** start Dataset extract **

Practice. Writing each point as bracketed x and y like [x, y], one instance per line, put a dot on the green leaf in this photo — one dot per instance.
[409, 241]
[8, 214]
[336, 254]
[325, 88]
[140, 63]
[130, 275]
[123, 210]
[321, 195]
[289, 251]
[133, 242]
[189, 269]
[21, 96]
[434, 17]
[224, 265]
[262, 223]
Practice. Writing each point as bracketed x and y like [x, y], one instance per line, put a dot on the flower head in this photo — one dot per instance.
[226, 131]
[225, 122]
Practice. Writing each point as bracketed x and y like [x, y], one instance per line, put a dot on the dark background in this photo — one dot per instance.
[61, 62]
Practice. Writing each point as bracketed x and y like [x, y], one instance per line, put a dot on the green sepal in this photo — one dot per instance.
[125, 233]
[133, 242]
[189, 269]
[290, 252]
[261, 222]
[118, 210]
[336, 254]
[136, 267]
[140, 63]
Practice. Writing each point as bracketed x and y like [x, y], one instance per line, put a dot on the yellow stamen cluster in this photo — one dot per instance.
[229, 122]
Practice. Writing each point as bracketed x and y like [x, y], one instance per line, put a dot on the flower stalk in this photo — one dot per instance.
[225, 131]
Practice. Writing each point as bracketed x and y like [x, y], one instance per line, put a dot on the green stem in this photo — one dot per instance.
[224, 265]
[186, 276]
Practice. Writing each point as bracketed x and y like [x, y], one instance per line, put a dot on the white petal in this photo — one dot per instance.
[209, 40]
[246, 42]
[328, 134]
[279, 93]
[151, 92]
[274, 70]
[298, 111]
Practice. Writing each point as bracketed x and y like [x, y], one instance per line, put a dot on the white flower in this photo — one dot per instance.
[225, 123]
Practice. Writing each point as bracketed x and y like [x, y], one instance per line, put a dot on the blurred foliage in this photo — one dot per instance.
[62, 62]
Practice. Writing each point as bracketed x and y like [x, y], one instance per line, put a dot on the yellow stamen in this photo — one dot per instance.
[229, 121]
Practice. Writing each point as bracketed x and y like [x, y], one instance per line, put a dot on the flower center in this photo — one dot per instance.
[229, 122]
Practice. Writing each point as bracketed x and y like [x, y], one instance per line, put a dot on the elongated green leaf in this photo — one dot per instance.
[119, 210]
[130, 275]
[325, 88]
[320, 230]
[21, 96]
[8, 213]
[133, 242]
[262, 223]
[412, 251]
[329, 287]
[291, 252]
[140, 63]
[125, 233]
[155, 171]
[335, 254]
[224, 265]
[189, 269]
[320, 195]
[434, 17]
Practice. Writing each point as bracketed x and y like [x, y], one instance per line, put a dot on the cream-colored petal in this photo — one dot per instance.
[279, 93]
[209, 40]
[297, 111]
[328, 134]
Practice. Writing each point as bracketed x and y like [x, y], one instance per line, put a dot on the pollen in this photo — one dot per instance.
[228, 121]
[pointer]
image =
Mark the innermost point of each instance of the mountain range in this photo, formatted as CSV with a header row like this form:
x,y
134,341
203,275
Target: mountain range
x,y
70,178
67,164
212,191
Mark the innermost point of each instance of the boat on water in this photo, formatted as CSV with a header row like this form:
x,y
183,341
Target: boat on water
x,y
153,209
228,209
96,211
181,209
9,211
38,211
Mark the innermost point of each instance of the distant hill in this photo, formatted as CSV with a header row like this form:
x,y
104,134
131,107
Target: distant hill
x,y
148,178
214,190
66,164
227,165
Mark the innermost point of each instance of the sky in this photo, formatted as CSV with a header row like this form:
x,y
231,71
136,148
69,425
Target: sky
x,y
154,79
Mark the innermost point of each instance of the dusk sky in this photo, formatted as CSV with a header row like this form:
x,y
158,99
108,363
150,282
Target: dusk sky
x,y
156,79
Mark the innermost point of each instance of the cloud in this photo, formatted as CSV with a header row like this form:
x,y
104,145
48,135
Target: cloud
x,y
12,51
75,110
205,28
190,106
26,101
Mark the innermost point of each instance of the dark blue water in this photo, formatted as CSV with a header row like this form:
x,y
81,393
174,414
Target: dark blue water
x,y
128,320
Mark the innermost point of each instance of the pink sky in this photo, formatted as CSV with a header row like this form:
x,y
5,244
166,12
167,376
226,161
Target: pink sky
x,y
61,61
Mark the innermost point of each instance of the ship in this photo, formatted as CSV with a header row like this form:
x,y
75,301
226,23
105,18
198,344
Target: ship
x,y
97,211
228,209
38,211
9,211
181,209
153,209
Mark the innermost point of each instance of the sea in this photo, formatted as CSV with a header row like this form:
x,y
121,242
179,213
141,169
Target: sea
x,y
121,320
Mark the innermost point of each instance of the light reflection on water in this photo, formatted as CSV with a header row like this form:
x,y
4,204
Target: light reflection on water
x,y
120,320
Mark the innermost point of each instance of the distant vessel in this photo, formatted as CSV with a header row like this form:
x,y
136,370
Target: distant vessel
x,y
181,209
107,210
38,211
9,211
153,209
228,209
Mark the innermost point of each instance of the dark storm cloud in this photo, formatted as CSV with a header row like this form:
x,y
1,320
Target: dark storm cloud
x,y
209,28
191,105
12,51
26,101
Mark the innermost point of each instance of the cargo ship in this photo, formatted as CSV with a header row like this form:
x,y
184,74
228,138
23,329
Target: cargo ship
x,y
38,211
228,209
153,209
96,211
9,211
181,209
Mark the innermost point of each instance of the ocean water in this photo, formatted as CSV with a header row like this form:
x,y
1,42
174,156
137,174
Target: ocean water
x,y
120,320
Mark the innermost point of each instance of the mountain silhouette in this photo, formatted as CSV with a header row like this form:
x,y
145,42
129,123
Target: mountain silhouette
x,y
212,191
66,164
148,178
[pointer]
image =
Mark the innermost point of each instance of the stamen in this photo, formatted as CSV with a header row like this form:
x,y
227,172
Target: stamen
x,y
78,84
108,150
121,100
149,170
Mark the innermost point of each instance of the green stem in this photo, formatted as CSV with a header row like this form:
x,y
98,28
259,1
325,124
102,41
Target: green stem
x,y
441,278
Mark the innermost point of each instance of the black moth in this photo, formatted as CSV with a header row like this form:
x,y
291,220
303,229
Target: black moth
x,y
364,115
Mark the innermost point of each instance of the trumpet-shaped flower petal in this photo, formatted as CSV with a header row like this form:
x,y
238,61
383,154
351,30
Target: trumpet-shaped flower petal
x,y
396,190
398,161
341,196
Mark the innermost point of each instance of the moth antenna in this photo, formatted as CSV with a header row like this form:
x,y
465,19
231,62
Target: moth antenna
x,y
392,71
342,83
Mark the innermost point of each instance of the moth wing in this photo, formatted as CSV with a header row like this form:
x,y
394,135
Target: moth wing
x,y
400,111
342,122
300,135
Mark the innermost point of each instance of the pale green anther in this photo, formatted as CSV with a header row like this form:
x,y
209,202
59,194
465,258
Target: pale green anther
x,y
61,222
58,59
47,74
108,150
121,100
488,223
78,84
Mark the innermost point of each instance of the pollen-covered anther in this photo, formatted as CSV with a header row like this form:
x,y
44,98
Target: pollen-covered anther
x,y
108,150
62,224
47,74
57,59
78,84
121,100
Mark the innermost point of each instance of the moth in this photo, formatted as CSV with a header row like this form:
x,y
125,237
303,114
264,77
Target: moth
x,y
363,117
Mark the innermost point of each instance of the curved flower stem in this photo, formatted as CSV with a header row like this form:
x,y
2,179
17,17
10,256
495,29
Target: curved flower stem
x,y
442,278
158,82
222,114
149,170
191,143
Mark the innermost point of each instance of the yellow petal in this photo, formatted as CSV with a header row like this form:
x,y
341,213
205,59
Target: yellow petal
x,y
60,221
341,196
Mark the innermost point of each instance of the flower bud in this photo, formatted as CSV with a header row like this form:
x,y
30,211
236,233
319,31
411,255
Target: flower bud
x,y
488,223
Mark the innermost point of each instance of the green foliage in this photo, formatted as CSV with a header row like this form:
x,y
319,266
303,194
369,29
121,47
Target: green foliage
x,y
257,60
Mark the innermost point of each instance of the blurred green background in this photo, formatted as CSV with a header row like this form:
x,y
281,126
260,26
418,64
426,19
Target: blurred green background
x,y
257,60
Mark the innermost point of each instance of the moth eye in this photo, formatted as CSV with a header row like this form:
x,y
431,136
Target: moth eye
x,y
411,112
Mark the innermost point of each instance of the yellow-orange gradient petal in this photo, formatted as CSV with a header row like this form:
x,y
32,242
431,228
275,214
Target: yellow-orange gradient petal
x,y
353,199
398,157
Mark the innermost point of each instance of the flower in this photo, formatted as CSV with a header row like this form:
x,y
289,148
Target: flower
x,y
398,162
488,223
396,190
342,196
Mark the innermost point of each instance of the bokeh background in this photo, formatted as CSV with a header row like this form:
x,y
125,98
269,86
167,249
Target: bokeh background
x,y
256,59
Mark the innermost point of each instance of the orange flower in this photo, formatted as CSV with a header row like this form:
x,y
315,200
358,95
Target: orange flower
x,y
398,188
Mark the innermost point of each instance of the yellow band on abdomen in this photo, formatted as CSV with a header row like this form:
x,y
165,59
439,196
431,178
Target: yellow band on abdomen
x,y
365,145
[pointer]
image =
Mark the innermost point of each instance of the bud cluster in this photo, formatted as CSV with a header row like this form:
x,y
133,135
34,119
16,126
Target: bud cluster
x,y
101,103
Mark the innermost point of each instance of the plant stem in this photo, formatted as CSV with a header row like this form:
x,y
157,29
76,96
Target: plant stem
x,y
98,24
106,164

** end Dataset extract **

> Task instructions: Starting at the line that contains "Mark the innermost point of each instance of the yellow band" and continuing through the end of the records, rewrite those lines with "innermost point" changed to "center point" and everything else left unchanged.

> Written solution:
Mark the center point of each instance of the yellow band on abdomen in this photo, formatted as CSV with a header row like this form:
x,y
165,59
439,196
431,178
Target: yellow band on abdomen
x,y
365,145
[pointer]
image =
Mark the center point of each instance of the bud cluster in this photo, formatted as CSV with a header row like this form:
x,y
133,135
34,119
16,126
Target: bud cluster
x,y
101,103
Mark the center point of each instance of the plant stem in this photo, formatted as CSV with a header row like this form:
x,y
157,29
76,96
Target: plant stem
x,y
98,24
106,164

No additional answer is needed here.